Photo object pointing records
►

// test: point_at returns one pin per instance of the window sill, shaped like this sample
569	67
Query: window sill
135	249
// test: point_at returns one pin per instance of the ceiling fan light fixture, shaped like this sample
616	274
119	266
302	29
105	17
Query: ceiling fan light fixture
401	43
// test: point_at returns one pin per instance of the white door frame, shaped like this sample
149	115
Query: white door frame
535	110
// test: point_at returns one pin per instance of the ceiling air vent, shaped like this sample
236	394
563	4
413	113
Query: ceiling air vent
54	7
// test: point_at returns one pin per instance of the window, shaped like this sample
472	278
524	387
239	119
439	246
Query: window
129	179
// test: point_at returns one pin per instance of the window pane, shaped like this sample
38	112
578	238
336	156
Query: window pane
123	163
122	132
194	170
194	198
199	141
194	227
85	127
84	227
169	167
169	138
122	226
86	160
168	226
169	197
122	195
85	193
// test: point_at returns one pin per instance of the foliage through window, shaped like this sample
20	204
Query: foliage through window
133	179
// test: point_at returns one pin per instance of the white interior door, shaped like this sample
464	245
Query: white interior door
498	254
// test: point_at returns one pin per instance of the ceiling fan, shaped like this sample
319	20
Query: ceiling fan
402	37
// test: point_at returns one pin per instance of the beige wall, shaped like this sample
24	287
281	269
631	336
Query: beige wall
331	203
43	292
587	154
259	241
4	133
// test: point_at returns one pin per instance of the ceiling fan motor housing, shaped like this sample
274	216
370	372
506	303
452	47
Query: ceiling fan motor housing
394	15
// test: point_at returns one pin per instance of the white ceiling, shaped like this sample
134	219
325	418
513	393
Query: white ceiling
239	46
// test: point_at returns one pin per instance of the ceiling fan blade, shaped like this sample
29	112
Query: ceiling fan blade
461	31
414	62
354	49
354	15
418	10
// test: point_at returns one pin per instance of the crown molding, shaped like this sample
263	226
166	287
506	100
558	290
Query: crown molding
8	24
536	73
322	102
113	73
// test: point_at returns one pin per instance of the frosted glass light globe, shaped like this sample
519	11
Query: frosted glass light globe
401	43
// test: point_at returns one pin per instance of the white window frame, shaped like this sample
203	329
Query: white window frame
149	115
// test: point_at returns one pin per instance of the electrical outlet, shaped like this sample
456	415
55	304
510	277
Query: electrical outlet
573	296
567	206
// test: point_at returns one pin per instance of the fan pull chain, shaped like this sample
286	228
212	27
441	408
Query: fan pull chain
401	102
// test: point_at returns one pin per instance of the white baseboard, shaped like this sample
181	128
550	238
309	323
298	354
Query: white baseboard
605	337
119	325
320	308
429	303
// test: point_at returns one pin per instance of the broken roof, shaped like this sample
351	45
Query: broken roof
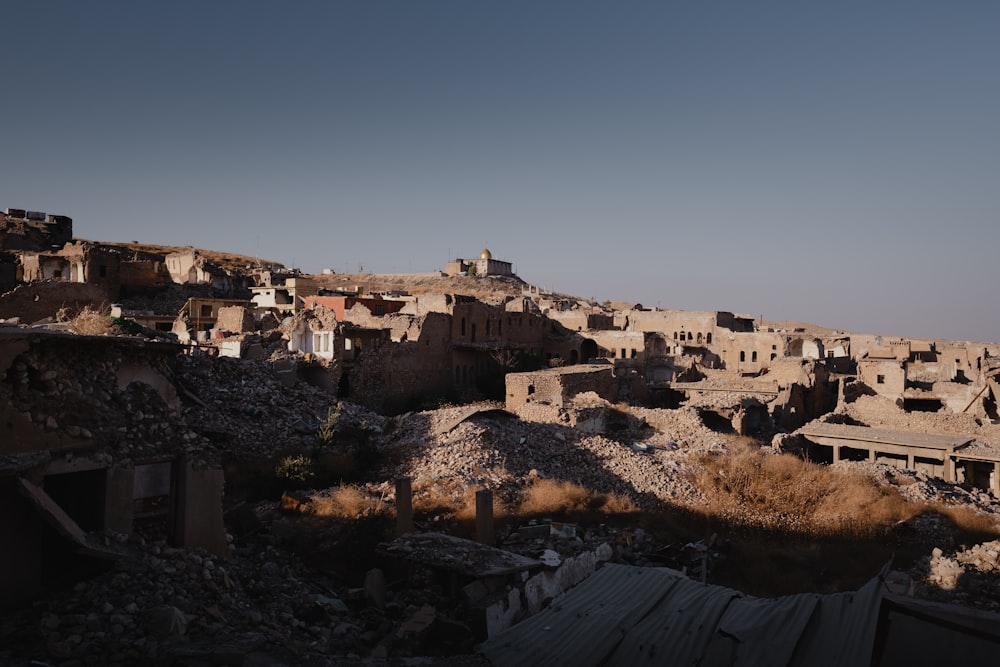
626	615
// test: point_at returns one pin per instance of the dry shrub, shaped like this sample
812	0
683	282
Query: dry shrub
345	502
785	493
549	496
93	323
440	497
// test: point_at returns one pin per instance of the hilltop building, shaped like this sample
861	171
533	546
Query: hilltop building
485	265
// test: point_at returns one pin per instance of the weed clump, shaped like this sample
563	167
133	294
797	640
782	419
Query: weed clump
783	493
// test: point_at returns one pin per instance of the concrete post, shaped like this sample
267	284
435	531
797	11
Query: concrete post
119	487
404	506
484	517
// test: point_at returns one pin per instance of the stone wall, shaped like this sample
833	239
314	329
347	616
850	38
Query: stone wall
557	386
37	301
236	319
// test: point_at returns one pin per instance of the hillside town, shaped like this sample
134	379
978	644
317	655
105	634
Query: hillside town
149	394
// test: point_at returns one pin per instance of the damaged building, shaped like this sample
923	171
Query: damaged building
88	445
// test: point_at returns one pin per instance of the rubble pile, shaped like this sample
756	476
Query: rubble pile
919	487
261	605
242	407
968	576
83	398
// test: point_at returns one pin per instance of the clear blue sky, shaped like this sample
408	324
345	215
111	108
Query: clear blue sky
832	162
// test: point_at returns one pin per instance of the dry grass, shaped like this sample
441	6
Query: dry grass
553	497
345	502
93	323
785	493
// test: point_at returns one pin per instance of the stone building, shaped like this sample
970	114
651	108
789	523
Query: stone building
33	230
484	265
75	460
284	293
557	386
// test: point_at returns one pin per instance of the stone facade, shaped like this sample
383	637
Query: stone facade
557	386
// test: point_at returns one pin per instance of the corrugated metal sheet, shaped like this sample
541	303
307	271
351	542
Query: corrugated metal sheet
625	615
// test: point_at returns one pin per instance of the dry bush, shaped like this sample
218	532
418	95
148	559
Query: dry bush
785	493
548	496
345	502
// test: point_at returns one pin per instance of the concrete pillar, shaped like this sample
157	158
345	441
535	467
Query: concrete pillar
197	509
375	587
119	490
404	506
484	517
949	467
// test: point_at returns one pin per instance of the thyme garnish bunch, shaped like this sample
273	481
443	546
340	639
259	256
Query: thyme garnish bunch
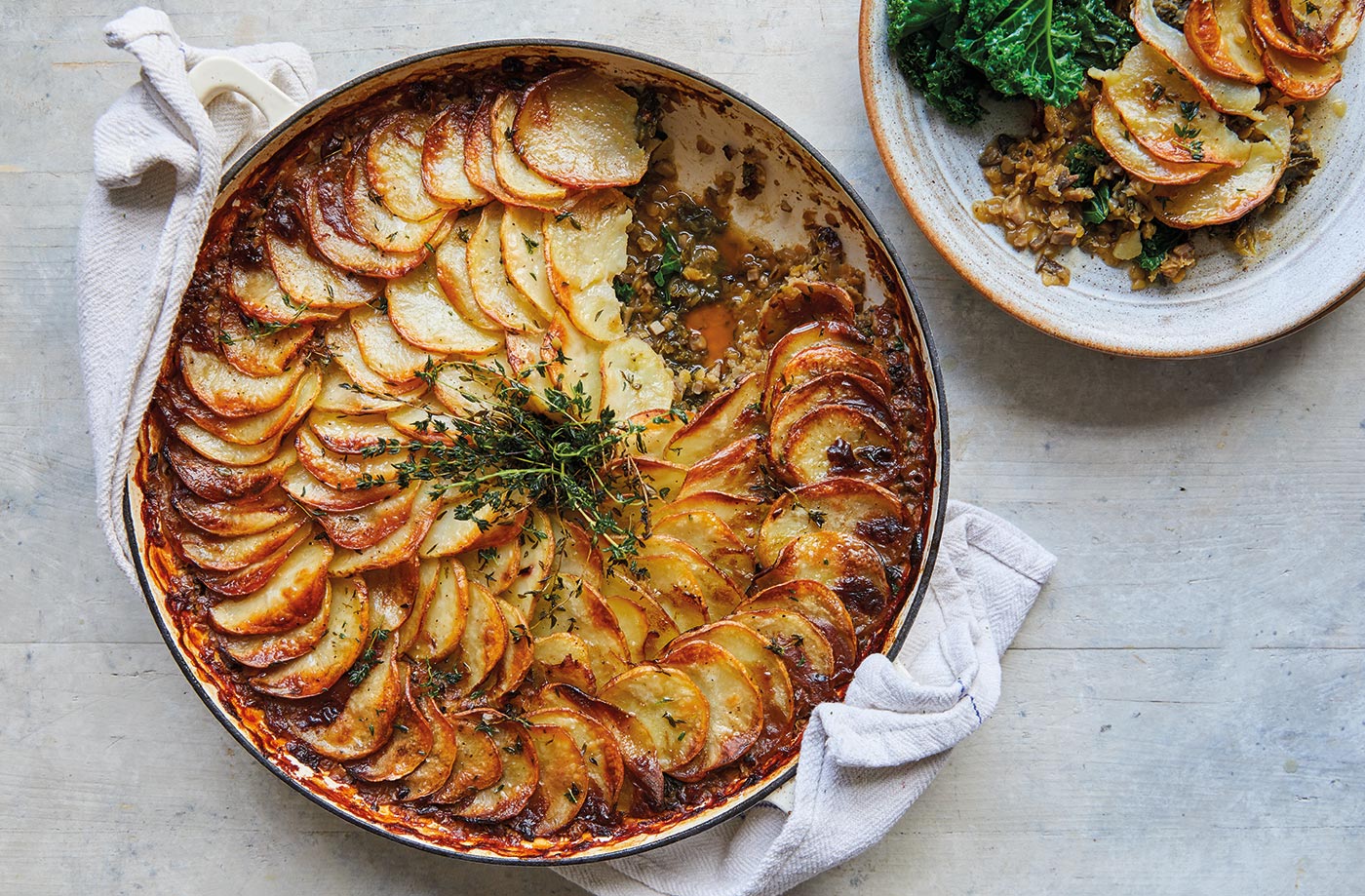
527	447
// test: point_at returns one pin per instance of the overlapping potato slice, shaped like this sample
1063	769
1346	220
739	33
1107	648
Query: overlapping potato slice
577	129
800	302
410	745
1225	95
314	283
669	706
393	167
521	773
229	392
1219	31
1226	196
290	599
366	718
263	650
584	251
314	672
845	506
443	159
425	319
523	184
1166	113
225	483
1112	133
736	711
563	782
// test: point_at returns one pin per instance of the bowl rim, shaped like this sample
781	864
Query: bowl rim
964	268
725	810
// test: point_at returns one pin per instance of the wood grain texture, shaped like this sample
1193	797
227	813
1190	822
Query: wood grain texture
1183	711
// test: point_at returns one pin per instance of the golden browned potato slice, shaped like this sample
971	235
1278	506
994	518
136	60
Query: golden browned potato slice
229	392
563	782
444	622
737	469
1112	136
672	709
843	506
259	295
743	514
313	283
324	203
523	255
443	159
289	600
807	653
1226	196
440	761
596	745
224	483
234	518
365	382
452	269
631	735
521	182
1300	78
253	350
393	167
1225	95
368	716
398	547
634	378
478	761
800	302
736	711
563	658
730	415
265	650
763	667
838	440
224	451
314	672
235	552
494	293
521	773
385	351
381	227
478	152
1166	113
410	745
254	576
577	129
819	361
584	251
818	604
1219	31
710	537
425	319
850	567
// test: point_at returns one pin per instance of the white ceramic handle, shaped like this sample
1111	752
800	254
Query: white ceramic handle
222	74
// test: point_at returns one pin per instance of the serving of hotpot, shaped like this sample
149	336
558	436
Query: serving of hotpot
703	115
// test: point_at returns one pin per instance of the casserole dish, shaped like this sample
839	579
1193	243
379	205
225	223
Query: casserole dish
702	118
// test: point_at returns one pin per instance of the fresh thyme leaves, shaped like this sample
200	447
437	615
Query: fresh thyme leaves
368	657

◄

» Given problem
Can you write out again every line of the records from the line with "hotpot, shaped like this sample" up to and including the final line, requests included, after adding -115 to each coordinate in the answers?

» Completed task
// test: point_at returns one pin per instance of the serving of hotpot, shaped like this sample
149	336
558	436
Query: serving of hotpot
588	0
// test: point_at returns one pin per instance of the casserole dish, shaped like this sample
839	579
1193	243
379	205
225	223
Query: casserole dish
587	3
// test: point_at returns one pin per instance of the fresh thyme leaves, shaped like this sample
200	447
437	615
Query: fresh thyme leaves
253	542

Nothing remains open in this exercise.